_EXTRACTED DATA_

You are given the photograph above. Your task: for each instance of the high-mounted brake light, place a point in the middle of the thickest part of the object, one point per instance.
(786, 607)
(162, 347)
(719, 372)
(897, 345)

_PROMPT_
Write the records out precisely, omitting nothing.

_THE COMPLETED TASK_
You are given the photograph above. Your task: for each instance of the high-mounted brake light, place a point in the middle of the thickest part of the object, one point per instance.
(786, 607)
(162, 347)
(719, 372)
(897, 345)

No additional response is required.